* _YOUR INSTRUCTIONS_
The data must be returned in full, with no character altered.

* _DATA SHOWN_

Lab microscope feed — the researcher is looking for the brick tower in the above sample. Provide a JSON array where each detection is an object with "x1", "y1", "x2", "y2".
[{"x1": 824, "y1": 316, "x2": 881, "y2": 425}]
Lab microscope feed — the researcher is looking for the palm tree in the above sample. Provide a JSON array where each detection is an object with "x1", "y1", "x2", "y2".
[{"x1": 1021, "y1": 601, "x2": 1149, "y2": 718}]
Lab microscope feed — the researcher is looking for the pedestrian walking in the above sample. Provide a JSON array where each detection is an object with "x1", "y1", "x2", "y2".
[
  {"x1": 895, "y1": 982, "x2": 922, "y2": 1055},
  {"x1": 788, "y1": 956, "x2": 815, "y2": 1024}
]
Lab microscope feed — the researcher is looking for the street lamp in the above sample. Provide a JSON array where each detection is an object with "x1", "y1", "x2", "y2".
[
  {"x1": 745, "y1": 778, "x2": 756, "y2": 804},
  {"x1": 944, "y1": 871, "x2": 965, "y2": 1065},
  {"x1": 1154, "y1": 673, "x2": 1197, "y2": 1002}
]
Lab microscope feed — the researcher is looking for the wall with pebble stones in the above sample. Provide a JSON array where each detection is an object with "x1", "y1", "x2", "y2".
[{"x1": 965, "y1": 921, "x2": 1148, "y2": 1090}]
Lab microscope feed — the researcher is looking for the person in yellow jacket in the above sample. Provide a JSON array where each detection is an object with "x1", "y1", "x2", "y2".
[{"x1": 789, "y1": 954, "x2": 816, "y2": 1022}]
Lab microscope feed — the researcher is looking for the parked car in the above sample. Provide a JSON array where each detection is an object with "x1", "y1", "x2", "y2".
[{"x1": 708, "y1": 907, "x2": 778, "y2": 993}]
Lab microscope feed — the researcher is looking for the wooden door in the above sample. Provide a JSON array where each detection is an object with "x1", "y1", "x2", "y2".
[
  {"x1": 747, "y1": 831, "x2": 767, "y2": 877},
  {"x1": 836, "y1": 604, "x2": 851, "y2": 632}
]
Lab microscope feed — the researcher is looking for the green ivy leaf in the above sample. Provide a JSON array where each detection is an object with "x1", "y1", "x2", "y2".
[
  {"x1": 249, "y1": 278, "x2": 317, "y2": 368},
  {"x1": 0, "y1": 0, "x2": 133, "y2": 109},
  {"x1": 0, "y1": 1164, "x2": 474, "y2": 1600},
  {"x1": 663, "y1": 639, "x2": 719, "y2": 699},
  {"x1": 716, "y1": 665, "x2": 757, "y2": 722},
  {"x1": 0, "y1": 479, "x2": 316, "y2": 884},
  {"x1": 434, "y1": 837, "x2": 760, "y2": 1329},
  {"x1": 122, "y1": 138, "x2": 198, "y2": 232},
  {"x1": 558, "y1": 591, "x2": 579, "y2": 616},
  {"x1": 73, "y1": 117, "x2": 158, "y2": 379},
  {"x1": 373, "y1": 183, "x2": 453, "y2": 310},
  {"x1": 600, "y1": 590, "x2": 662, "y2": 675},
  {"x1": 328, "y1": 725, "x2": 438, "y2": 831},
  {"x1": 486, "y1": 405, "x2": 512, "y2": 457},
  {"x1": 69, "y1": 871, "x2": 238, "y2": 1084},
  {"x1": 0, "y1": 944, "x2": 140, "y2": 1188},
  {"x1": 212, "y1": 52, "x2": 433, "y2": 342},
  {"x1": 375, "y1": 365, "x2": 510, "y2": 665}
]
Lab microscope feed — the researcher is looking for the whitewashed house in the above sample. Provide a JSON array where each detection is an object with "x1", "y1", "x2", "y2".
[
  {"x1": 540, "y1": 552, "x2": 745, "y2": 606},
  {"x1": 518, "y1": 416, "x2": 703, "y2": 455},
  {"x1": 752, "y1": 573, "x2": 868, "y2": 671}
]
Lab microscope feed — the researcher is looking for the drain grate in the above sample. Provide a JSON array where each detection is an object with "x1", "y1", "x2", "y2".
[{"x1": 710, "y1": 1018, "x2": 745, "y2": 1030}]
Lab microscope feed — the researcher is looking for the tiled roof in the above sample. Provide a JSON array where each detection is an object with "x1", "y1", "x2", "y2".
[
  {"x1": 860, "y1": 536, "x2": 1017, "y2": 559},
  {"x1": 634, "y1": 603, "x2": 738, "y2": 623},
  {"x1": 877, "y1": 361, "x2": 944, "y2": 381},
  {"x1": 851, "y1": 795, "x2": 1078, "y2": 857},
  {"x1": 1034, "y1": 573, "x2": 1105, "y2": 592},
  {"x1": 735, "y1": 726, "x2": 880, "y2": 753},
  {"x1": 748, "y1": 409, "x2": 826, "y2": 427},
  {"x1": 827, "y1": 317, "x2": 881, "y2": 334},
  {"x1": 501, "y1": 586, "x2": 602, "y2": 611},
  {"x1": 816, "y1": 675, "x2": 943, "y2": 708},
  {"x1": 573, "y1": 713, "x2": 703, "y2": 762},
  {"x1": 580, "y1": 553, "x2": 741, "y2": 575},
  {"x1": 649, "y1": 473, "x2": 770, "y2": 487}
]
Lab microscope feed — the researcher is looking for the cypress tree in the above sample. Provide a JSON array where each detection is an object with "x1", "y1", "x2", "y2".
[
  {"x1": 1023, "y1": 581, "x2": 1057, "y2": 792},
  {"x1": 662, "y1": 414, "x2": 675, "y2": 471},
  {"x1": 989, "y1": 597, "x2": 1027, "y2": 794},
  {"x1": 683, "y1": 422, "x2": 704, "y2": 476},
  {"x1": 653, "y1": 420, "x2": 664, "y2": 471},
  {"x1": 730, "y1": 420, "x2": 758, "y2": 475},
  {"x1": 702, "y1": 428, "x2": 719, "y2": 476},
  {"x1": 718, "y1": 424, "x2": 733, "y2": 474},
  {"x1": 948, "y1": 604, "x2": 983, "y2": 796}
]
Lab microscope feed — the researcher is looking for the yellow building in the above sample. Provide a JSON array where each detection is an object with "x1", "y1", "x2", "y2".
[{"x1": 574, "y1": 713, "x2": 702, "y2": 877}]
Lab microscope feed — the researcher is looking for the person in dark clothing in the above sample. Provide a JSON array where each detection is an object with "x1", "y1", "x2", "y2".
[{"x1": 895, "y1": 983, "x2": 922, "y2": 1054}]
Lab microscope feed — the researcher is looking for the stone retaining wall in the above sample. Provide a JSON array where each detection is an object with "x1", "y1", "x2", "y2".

* _COMPLETED TASK_
Lab microscope feed — the researcher is looking for the brick tower in the above sample. Provide a JSON array where each detection is an object with "x1", "y1", "x2", "y2".
[{"x1": 824, "y1": 316, "x2": 881, "y2": 425}]
Lab microscope feed — the researcher is looking for the palm tree in the above sample. Provide a JSON array where each detection is an object with "x1", "y1", "x2", "y2".
[{"x1": 1021, "y1": 601, "x2": 1149, "y2": 718}]
Lab microscope feed — the researcher is looking for the pedestrian walking in the above sample. Provide a JSON array where each detection is an object with "x1", "y1", "x2", "y2".
[
  {"x1": 895, "y1": 982, "x2": 922, "y2": 1055},
  {"x1": 788, "y1": 956, "x2": 815, "y2": 1024}
]
Lab microscope feed — the researcher is looking for the street lamp in the above sample. Provide a JSON array where each detection is an object with "x1", "y1", "x2", "y2".
[
  {"x1": 745, "y1": 778, "x2": 756, "y2": 804},
  {"x1": 944, "y1": 871, "x2": 965, "y2": 1065},
  {"x1": 1154, "y1": 673, "x2": 1197, "y2": 1002}
]
Lab microscope feed — the researcher is looking for the wall with pebble stones in the above sample. Provide a JSON array where each detection is an object with "x1", "y1", "x2", "y2".
[{"x1": 965, "y1": 921, "x2": 1148, "y2": 1090}]
Lab microscope feed — the researcher is looking for the person in yellow jacket in the above sample. Provide a JSON array where each detection is an object with "x1", "y1", "x2", "y2".
[{"x1": 789, "y1": 954, "x2": 816, "y2": 1022}]
Lab microscope feed — the researcher is looking for the parked car in the above sample. Provide a JSON array where each detection is an object with "x1", "y1", "x2", "y2".
[{"x1": 708, "y1": 907, "x2": 778, "y2": 993}]
Lab microscope feed — the researcher is looking for the wooden door in the above sample. Provide a JSON array where each detection is an object with "x1", "y1", "x2", "y2".
[
  {"x1": 747, "y1": 831, "x2": 767, "y2": 877},
  {"x1": 836, "y1": 604, "x2": 851, "y2": 632}
]
Lab microscope feed — the researcher is looking for the green ivy leaf in the above sample. Provide a JSON array where each detection is an object with "x1", "y1", "x2", "y2".
[
  {"x1": 249, "y1": 278, "x2": 317, "y2": 368},
  {"x1": 0, "y1": 0, "x2": 133, "y2": 109},
  {"x1": 0, "y1": 1164, "x2": 474, "y2": 1600},
  {"x1": 663, "y1": 639, "x2": 719, "y2": 699},
  {"x1": 716, "y1": 665, "x2": 757, "y2": 722},
  {"x1": 0, "y1": 479, "x2": 316, "y2": 884},
  {"x1": 434, "y1": 837, "x2": 760, "y2": 1329},
  {"x1": 122, "y1": 138, "x2": 198, "y2": 232},
  {"x1": 558, "y1": 591, "x2": 579, "y2": 616},
  {"x1": 73, "y1": 117, "x2": 158, "y2": 379},
  {"x1": 373, "y1": 183, "x2": 453, "y2": 310},
  {"x1": 600, "y1": 590, "x2": 662, "y2": 675},
  {"x1": 328, "y1": 725, "x2": 438, "y2": 831},
  {"x1": 486, "y1": 405, "x2": 512, "y2": 457},
  {"x1": 69, "y1": 871, "x2": 238, "y2": 1084},
  {"x1": 0, "y1": 944, "x2": 140, "y2": 1188},
  {"x1": 212, "y1": 52, "x2": 433, "y2": 342},
  {"x1": 375, "y1": 365, "x2": 510, "y2": 665}
]
Lab microscope feed — the researcher is looking for the whitewashed house in the above sample. Provide a JSON array where each detection is an object with "x1", "y1", "x2", "y2".
[
  {"x1": 540, "y1": 552, "x2": 745, "y2": 606},
  {"x1": 518, "y1": 416, "x2": 703, "y2": 455},
  {"x1": 752, "y1": 573, "x2": 868, "y2": 671}
]
Lab microscope feed — the researcher is looking for the drain grate in the above sample. Provide a JSON array where each detection is an object with "x1", "y1", "x2", "y2".
[{"x1": 710, "y1": 1018, "x2": 745, "y2": 1030}]
Lab microscope feed — the researcher is looking for the tiled roof in the above sample. Provide a JSON array where each detection is an object with "x1", "y1", "x2", "y2".
[
  {"x1": 860, "y1": 536, "x2": 1017, "y2": 559},
  {"x1": 634, "y1": 603, "x2": 738, "y2": 623},
  {"x1": 877, "y1": 361, "x2": 944, "y2": 381},
  {"x1": 851, "y1": 795, "x2": 1078, "y2": 857},
  {"x1": 1034, "y1": 573, "x2": 1105, "y2": 592},
  {"x1": 735, "y1": 726, "x2": 880, "y2": 753},
  {"x1": 748, "y1": 409, "x2": 826, "y2": 427},
  {"x1": 827, "y1": 317, "x2": 881, "y2": 334},
  {"x1": 501, "y1": 586, "x2": 602, "y2": 611},
  {"x1": 816, "y1": 675, "x2": 943, "y2": 708},
  {"x1": 573, "y1": 713, "x2": 703, "y2": 762},
  {"x1": 580, "y1": 553, "x2": 741, "y2": 575},
  {"x1": 649, "y1": 473, "x2": 770, "y2": 487}
]
Lab microscope feed — the researcher is looking for the cypress tree in the above sample. Provide a JSON array where each detection is an object with "x1", "y1", "x2", "y2".
[
  {"x1": 1023, "y1": 581, "x2": 1057, "y2": 792},
  {"x1": 662, "y1": 414, "x2": 675, "y2": 471},
  {"x1": 989, "y1": 597, "x2": 1027, "y2": 794},
  {"x1": 683, "y1": 422, "x2": 704, "y2": 476},
  {"x1": 653, "y1": 420, "x2": 664, "y2": 471},
  {"x1": 730, "y1": 420, "x2": 758, "y2": 475},
  {"x1": 702, "y1": 428, "x2": 719, "y2": 476},
  {"x1": 718, "y1": 424, "x2": 733, "y2": 474},
  {"x1": 948, "y1": 604, "x2": 983, "y2": 796}
]
Lab microscope feed — the researcher is looking for the yellow building in the above sample. Provide a JSON array where each detection is an object with "x1", "y1", "x2", "y2".
[{"x1": 574, "y1": 713, "x2": 702, "y2": 877}]
Lab microscope feed — the researcher is looking for the person in dark clothing in the above sample. Provide a JSON array where each detection is an object with "x1", "y1", "x2", "y2".
[{"x1": 895, "y1": 983, "x2": 922, "y2": 1054}]
Lab microscope feed — the researcher is looking for the stone retaining wall in the above sample. Provide a JSON array where each detection is an object with "x1", "y1", "x2", "y2".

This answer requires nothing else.